* BEGIN Material shown *

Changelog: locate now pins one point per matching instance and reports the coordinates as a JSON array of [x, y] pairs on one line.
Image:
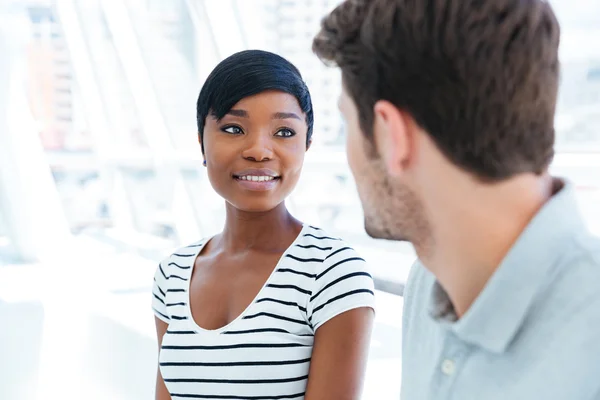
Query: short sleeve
[[159, 293], [341, 284]]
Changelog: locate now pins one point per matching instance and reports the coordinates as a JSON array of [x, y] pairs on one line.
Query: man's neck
[[474, 232]]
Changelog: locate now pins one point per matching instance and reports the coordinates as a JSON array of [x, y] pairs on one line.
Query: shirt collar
[[496, 315]]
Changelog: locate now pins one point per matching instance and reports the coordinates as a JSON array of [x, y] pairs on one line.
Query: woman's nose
[[258, 148]]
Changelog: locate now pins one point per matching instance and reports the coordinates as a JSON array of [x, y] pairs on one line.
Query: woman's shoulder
[[329, 248], [184, 256]]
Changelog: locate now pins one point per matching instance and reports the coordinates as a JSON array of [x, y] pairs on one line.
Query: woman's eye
[[285, 133], [234, 130]]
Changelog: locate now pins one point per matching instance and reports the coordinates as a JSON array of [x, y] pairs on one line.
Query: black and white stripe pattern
[[265, 353]]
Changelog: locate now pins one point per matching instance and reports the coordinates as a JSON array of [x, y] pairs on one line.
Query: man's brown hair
[[480, 76]]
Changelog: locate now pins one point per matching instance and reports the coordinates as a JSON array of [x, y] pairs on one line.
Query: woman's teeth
[[254, 178]]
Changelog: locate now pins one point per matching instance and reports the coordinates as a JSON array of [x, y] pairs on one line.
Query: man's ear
[[393, 136]]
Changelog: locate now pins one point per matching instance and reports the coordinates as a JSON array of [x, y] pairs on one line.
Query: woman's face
[[254, 155]]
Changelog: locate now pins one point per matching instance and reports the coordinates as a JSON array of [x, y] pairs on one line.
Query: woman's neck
[[262, 231]]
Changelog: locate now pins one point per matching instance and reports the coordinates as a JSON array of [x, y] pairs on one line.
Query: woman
[[270, 308]]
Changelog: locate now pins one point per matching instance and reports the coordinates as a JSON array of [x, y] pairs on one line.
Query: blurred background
[[101, 177]]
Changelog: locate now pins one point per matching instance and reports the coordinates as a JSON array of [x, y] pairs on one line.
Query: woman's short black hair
[[247, 73]]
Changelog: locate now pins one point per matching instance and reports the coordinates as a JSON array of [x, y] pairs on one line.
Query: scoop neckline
[[188, 308]]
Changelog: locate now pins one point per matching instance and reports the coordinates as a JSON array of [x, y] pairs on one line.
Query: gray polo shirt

* END Material shown *

Exercise instructions: Transcribe the records above verbatim. Do not carry over any picture.

Finished answer:
Changelog: locate now pins one point per matching instance and reports the coordinates as a JSON array of [x, y] pairs on one line.
Image:
Query: short sleeve
[[159, 293], [341, 284]]
Changelog: locate now pins one point per matching instance and reports the coordinates as a JSON array of [x, y] pairs on one line.
Query: man's neck
[[474, 232]]
Changelog: locate now pins one point per matching instance and reports the coordinates as a JSON array of [x, y] pairs on one line.
Query: shirt collar
[[496, 315]]
Changelog: locate now pins one point per matching instance and reports the coordinates as a JSON array of [x, y] pairs on one line.
Query: woman's nose
[[258, 148]]
Changelog: locate now pins one point per matching instance and reports the coordinates as a JSON array of [x, y] pairs on one line.
Query: woman's shoulder
[[329, 248], [184, 256]]
Changelog: locate now pins one point per matching instance and reports the coordinates as a JSON array of [x, y] pairs on one line.
Query: woman's eye
[[285, 133], [234, 130]]
Changelog: locate now pins one point per matching instance and reports the coordinates as a JSON array of [x, y] pairs on one line.
Query: black and white stripe pattern
[[265, 353]]
Changelog: locate now pins one point per matching instance and reports the coordinates as a JSON array of [x, y] pairs on one line.
Query: man's brown hair
[[480, 76]]
Changelog: locate now pins one point per matching instance and reports the coordinates as a JSON array of [x, y] pairs on one line.
Query: woman's teeth
[[254, 178]]
Changelog: locate now pins one point per matching instance and reports the coordinates as a JSON array of [x, y] pairs on one line.
Query: man's ear
[[393, 136]]
Changelog: locate now pins one point per matching instance and reports the coordinates as a JSON array of [x, y] pairs on one line.
Query: woman's face
[[254, 155]]
Changelog: locate now pins one point per matching instance and reports the coordinates as a JSON array of [x, y] pairs on one line.
Query: woman's neck
[[262, 231]]
Changelog: locate now pins one point per matching instance and reports the coordinates as a JSON array of [x, y] pairs on one line.
Query: woman
[[270, 308]]
Changelog: locate now pins one point per matching instance and reports the coordinates as a JSON array of [x, y] pairs on one line.
Query: blurred background
[[101, 177]]
Changelog: locate now pins one point per matching instance and reports the coordinates as a JSON array of [x, y] pairs on one line.
Query: woman's short black hair
[[247, 73]]
Changelog: locate now pins one point per matching instance and reports the coordinates as a JSON array of [x, y] pairs on one line.
Query: scoop neckline
[[188, 308]]
Changelog: locate now pins one point per matching instance and reports the coordinates as a JSON array of [x, y] pairs on one line.
Query: gray polo shirt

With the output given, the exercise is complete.